BAGIAN TEKS |
══════════════════════════════
Perekonomian merupakan permasalahan yang begitu
kompleks dalam kehidupan ini. Berbagai bentuk usaha diperlukan sebagai usaha
untuk memenuhi kebutuhan hidup manusia. Di antaranya adalah Koperasi. Koperasi
Indonesia sebenarnya merupakan salah satu badan usaha yang ada dalam
perekonomian Indonesia. Keberadaannya diharpakan dapat banyak berperan aktif
dalam mewujudkan kesejahteraan dana kemakmuran rakyat. Namun di era reformasi
ini keberadaannya banyak dipertanyakan, bahkan seringkali ada yang mengatakan
sudah tidak terlalu terdengar lagi dan apakah masih sesuai sebagai salah satu
badan usaha yang berciri demokrasi dan dimiliki oleh orang per orang dalam satu
kumpulan, bukannya jumlah modal yang disetor seperti badan usaha lainnya.
Padahal Koperasi diharapkan menjadi soko guru (tulang punggung) perekonomian
nasional.
══════════════════════════════
DAFTAR ENTRI |
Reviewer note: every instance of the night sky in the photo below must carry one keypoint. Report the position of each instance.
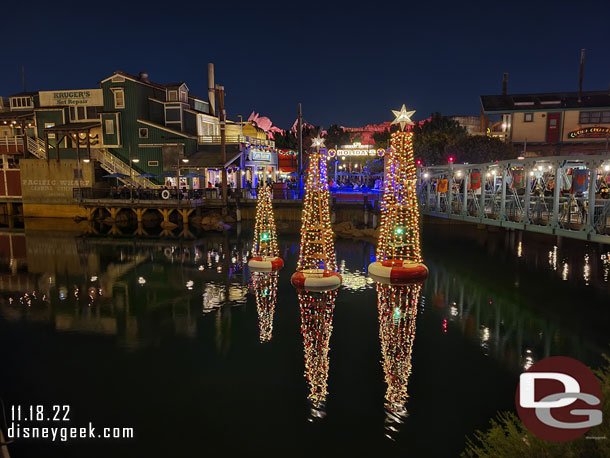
(347, 64)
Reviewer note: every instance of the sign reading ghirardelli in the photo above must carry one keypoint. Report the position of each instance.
(91, 97)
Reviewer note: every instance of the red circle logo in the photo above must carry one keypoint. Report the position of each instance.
(558, 399)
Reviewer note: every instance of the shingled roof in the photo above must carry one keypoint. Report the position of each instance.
(548, 100)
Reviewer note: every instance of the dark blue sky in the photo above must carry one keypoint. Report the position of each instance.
(347, 64)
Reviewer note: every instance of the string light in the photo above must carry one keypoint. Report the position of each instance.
(265, 291)
(316, 328)
(317, 241)
(265, 232)
(399, 236)
(397, 311)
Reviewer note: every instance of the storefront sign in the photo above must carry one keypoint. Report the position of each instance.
(590, 132)
(89, 97)
(356, 149)
(260, 156)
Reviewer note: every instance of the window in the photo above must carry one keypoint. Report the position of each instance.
(172, 114)
(119, 98)
(594, 117)
(109, 124)
(92, 113)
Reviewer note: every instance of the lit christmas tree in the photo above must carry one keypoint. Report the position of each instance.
(265, 291)
(397, 308)
(398, 249)
(316, 327)
(265, 250)
(317, 265)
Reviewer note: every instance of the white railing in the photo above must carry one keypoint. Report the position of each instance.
(113, 164)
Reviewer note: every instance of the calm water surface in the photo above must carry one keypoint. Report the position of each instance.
(177, 340)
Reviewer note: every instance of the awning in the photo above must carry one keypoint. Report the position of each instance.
(73, 127)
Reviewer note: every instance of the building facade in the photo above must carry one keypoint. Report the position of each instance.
(551, 123)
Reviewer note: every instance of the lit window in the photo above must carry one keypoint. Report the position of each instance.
══════════════════════════════
LATIHAN TERTULIS | Tuliskan kembali tanpa perubahan bagian teks tentang koperasi, dari "Perekonomian merupakan permasalahan" sampai "badan usaha lainnya.".

PEMBAHASAN JAWABAN |
Perekonomian merupakan permasalahan yang begitu
kompleks dalam kehidupan ini. Berbagai bentuk usaha diperlukan sebagai usaha
untuk memenuhi kebutuhan hidup manusia. Di antaranya adalah Koperasi. Koperasi
Indonesia sebenarnya merupakan salah satu badan usaha yang ada dalam
perekonomian Indonesia. Keberadaannya diharpakan dapat banyak berperan aktif
dalam mewujudkan kesejahteraan dana kemakmuran rakyat. Namun di era reformasi
ini keberadaannya banyak dipertanyakan, bahkan seringkali ada yang mengatakan
sudah tidak terlalu terdengar lagi dan apakah masih sesuai sebagai salah satu
badan usaha yang berciri demokrasi dan dimiliki oleh orang per orang dalam satu
kumpulan, bukannya jumlah modal yang disetor seperti badan usaha lainnya.